[start of Data shown]
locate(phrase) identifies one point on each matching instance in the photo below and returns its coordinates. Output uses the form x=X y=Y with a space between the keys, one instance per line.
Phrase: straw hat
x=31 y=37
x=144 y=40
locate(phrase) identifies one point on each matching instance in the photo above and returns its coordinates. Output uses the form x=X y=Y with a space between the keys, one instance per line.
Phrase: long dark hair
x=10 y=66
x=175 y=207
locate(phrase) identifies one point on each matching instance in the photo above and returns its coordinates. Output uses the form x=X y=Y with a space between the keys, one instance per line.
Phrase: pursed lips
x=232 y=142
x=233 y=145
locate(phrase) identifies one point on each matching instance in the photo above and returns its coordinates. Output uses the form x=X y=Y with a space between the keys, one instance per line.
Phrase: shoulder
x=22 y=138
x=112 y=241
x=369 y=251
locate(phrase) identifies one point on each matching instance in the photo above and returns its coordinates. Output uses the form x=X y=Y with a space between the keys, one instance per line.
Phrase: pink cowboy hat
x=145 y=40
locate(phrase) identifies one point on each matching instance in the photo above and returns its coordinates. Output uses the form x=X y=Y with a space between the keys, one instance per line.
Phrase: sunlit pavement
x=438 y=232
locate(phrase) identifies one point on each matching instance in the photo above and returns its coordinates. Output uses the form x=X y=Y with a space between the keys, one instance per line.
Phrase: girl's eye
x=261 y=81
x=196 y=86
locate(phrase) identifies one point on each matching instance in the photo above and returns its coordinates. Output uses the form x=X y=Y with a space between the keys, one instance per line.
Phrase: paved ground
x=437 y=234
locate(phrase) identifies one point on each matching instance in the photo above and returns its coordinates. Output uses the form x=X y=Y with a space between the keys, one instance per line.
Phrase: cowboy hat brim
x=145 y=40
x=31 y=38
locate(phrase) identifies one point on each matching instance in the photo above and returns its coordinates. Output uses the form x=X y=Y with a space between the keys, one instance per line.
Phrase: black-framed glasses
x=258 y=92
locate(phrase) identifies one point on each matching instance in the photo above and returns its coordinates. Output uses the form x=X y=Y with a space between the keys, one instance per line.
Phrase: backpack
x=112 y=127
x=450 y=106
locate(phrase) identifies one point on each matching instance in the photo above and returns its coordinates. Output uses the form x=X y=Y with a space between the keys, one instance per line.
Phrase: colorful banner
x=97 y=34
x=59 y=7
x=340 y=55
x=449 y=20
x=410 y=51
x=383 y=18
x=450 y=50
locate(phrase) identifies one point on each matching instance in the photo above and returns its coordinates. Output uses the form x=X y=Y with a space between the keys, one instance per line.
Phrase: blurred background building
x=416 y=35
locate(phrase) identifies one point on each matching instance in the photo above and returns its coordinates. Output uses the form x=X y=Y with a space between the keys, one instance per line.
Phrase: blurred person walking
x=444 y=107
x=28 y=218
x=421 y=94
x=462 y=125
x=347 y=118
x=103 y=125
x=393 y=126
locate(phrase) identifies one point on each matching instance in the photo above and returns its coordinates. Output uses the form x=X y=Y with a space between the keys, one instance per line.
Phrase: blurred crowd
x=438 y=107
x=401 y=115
[end of Data shown]
• What you have to do: Retype the entire listing above verbatim, from the first line through the last.

• Solution:
locate(phrase) identifies one point on each matching instance in the photo below and returns its coordinates. Output uses the form x=X y=Y with a space between the keys, one instance per line.
Phrase: straw hat
x=31 y=37
x=144 y=40
locate(phrase) identifies one point on each matching instance in the photo above and returns its coordinates. Output uses the form x=X y=Y with a space between the keys, one instance per line.
Phrase: long dark hair
x=10 y=66
x=175 y=207
locate(phrase) identifies one point on each matching instance in the photo above and returns its coordinates. Output uses the form x=X y=Y with a space between the keys, one instance per line.
Phrase: pursed lips
x=232 y=142
x=233 y=145
locate(phrase) identifies one point on each matching instance in the photo above and returns its coordinates. Output uses the form x=X y=Y with a space between the keys, one instance per line.
Phrase: shoulder
x=22 y=138
x=112 y=241
x=369 y=251
locate(phrase) identifies one point on each matching instance in the photo above and returns its coordinates. Output uses the form x=X y=Y with a space between the keys, one instance per line.
Phrase: pink cowboy hat
x=145 y=40
locate(phrase) identifies one point on each matching instance in the photo above and returns its coordinates. Output uses the form x=X y=Y with a space between the keys, one instance per line.
Phrase: sunlit pavement
x=438 y=232
locate(phrase) identifies one point on each matching instance in the photo above and returns its coordinates. Output uses the form x=X y=Y with a space between the keys, one instance per line.
Phrase: girl's eye
x=261 y=81
x=196 y=86
locate(phrase) identifies one point on each matching instance in the photo above and returns its coordinates. Output uses the form x=X y=Y with a space between the keys, one instance per line.
Phrase: paved ground
x=437 y=234
locate(phrase) identifies one point on each matching instance in the photo above and returns its coordinates. Output uses the form x=X y=Y with a space between the keys, one instance per line.
Phrase: cowboy hat brim
x=145 y=40
x=31 y=38
locate(phrase) identifies one point on each matching instance in the photo above and returns its coordinates. Output uses the form x=X y=Y with a space between the keys, one instance per line.
Phrase: black-framed glasses
x=258 y=92
locate(phrase) identifies one point on each matching instance in the photo above and returns its coordinates. Output uses the form x=X y=Y with a space between the keys, one instance per line.
Phrase: backpack
x=112 y=127
x=450 y=106
locate(phrase) identifies one point on each matching instance in the photo above and returns its coordinates. Output uses the form x=X y=Y with a space between the keys, one instance per line.
Phrase: colorful banner
x=97 y=34
x=59 y=7
x=340 y=55
x=449 y=20
x=410 y=51
x=383 y=18
x=450 y=50
locate(phrase) identifies one point on each matching instance in the photo above and returns its coordinates. Output uses the form x=X y=Y with a space between the keys, one instance per line.
Phrase: blurred background building
x=416 y=35
locate(phrase) identifies one point on each matching instance in the photo above and returns its coordinates. Output uses the form x=X y=Y with a space between the keys, one instance per line.
Phrase: blurred person walking
x=444 y=107
x=28 y=218
x=421 y=94
x=462 y=125
x=347 y=118
x=103 y=125
x=393 y=126
locate(phrase) identifies one point on each matching instance in the photo above and returns its coordinates. Output uses the form x=X y=Y with a space between the keys, one instance per line.
Phrase: blurred crowd
x=438 y=107
x=401 y=115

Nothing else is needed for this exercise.